_RECORDED INFORMATION_
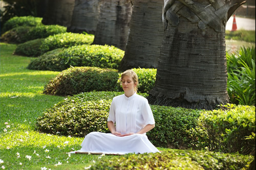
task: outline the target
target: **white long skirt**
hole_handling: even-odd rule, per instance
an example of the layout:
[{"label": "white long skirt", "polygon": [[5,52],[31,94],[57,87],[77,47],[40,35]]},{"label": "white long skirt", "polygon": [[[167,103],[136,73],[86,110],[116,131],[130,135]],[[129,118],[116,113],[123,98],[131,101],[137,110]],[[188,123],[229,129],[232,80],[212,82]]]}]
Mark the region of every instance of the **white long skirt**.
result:
[{"label": "white long skirt", "polygon": [[79,151],[71,153],[123,155],[133,153],[159,152],[146,135],[134,134],[119,137],[111,133],[91,132],[86,136]]}]

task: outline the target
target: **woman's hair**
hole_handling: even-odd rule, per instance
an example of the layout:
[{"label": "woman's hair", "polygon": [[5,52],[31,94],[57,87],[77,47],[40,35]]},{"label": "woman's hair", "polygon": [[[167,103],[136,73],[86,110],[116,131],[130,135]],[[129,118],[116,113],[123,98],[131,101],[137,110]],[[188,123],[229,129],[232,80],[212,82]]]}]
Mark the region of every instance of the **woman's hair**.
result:
[{"label": "woman's hair", "polygon": [[133,81],[134,82],[134,83],[137,83],[137,85],[134,87],[134,91],[137,93],[137,91],[138,90],[138,85],[139,85],[139,80],[138,79],[138,76],[137,76],[137,74],[134,72],[133,70],[131,69],[127,69],[127,70],[124,71],[122,74],[121,75],[121,78],[119,79],[120,81],[120,84],[122,84],[122,82],[123,78],[125,76],[131,76],[132,78],[133,79]]}]

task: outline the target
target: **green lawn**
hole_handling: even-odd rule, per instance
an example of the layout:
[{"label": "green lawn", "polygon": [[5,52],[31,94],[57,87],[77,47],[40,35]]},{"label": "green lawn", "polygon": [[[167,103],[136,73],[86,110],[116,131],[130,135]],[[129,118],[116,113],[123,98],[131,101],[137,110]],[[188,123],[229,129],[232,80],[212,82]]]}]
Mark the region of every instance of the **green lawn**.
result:
[{"label": "green lawn", "polygon": [[[42,93],[44,86],[59,72],[26,69],[32,58],[13,55],[15,47],[14,44],[0,43],[0,168],[84,169],[99,162],[102,159],[100,155],[68,154],[81,148],[83,138],[59,136],[34,130],[36,118],[65,98]],[[179,155],[178,150],[158,149]],[[216,155],[217,158],[220,155]],[[115,156],[104,157],[109,159]],[[198,161],[204,166],[207,163],[216,166],[215,163],[218,166],[222,163],[208,155],[207,158],[202,158]],[[181,159],[177,156],[172,161],[176,161],[175,159]],[[182,159],[186,160],[186,157]],[[221,159],[230,162],[225,157]],[[174,162],[176,165],[181,163]]]},{"label": "green lawn", "polygon": [[[4,161],[0,168],[84,169],[93,164],[99,155],[67,154],[80,149],[82,138],[34,131],[36,118],[64,99],[42,94],[59,72],[26,69],[32,58],[13,55],[15,47],[0,44],[0,159]],[[59,162],[61,165],[55,166]]]}]

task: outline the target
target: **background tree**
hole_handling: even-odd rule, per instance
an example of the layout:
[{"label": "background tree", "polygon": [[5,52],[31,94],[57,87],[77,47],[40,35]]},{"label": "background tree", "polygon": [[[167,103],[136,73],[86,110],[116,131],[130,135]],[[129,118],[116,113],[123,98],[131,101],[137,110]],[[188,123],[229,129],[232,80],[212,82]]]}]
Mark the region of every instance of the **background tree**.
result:
[{"label": "background tree", "polygon": [[74,5],[75,0],[49,1],[42,23],[70,26]]},{"label": "background tree", "polygon": [[125,50],[131,14],[131,0],[103,1],[93,44]]},{"label": "background tree", "polygon": [[71,26],[67,31],[94,34],[102,0],[75,0]]},{"label": "background tree", "polygon": [[156,68],[163,34],[163,1],[133,1],[133,12],[124,56],[119,70]]},{"label": "background tree", "polygon": [[150,103],[212,109],[229,101],[225,26],[243,0],[165,0],[164,32]]}]

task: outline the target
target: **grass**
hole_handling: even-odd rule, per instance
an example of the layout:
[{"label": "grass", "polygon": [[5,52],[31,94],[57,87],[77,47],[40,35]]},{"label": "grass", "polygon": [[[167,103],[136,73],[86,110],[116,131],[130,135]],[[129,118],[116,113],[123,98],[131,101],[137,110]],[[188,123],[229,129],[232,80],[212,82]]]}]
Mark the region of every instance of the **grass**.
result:
[{"label": "grass", "polygon": [[36,118],[65,98],[42,93],[44,86],[59,72],[26,69],[33,58],[13,55],[15,47],[14,44],[0,43],[0,167],[84,169],[99,161],[100,155],[69,155],[68,152],[81,148],[83,138],[34,130]]},{"label": "grass", "polygon": [[[15,47],[0,44],[0,159],[4,161],[0,166],[6,169],[84,169],[93,160],[98,161],[99,155],[69,157],[68,152],[80,149],[81,138],[34,130],[36,118],[64,99],[42,94],[45,85],[59,72],[26,69],[32,58],[12,55]],[[30,160],[27,155],[32,156]],[[55,166],[59,162],[62,164]]]}]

_EXERCISE GOAL_
Please pull out every line in the listing above that contains the word "skirt", and copy each one in full.

_EXERCISE SOLUTION_
target: **white long skirt**
[{"label": "white long skirt", "polygon": [[5,52],[31,94],[57,87],[77,47],[40,35]]},{"label": "white long skirt", "polygon": [[[167,103],[136,73],[86,110],[116,131],[130,135]],[[129,118],[116,113],[123,98],[131,101],[137,110]],[[188,123],[229,129],[232,80],[212,82]]]}]
Mark the region of every instance of the **white long skirt**.
[{"label": "white long skirt", "polygon": [[79,151],[71,153],[123,155],[133,153],[159,152],[146,135],[134,134],[119,137],[111,133],[91,132],[86,136]]}]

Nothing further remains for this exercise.